Data excerpts:
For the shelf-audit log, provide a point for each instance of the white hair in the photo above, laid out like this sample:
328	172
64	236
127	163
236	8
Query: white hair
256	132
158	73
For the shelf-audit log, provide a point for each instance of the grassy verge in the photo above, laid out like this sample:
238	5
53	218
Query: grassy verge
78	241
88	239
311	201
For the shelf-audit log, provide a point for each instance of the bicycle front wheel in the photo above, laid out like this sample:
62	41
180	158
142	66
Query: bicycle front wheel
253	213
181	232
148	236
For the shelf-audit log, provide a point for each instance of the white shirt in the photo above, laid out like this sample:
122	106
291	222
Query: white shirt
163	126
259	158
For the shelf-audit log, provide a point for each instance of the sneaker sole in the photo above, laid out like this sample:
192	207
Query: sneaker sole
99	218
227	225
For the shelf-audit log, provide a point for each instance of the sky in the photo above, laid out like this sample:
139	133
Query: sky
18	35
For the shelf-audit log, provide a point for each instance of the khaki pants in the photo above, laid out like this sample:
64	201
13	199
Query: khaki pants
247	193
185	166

### Exercise prompt:
Produce a word-for-word restatement of all the records.

### Response to the task:
For the shelf-audit log, provide a point for each instance of the white hair in the photo above, laid out like this sample:
328	172
64	236
127	163
236	8
Query: white hair
256	132
158	73
For the shelf-audit log, provide a point for each instance of the grassy verge in the photo above, laid out like this sample:
238	5
53	218
Query: grassy verge
78	241
88	239
311	201
For the shelf-audit log, provide a point for each instance of the bicycle front wheel in the photo above, laid out like this sample:
62	41
180	158
142	66
Query: bicycle front wheel
253	213
181	232
148	236
For the shelf-audit log, provide a point for each instance of the white shirt in the photo above, laid out like this sample:
122	106
291	222
Query: white shirt
163	126
259	158
For the shelf-audit log, provide a point for each instance of the sneaker sole in the photo above, laid out like this sample:
192	207
Query: sneaker sole
99	218
227	225
For the shelf-audit log, provide a point for each instance of the sky in the photo above, laid out like this sample:
139	133
Query: sky
18	35
For the shelf-audit log, provide a point for each instance of the khaki pants in the photo above, laid out like this sample:
64	201
13	199
Query: khaki pants
247	193
185	166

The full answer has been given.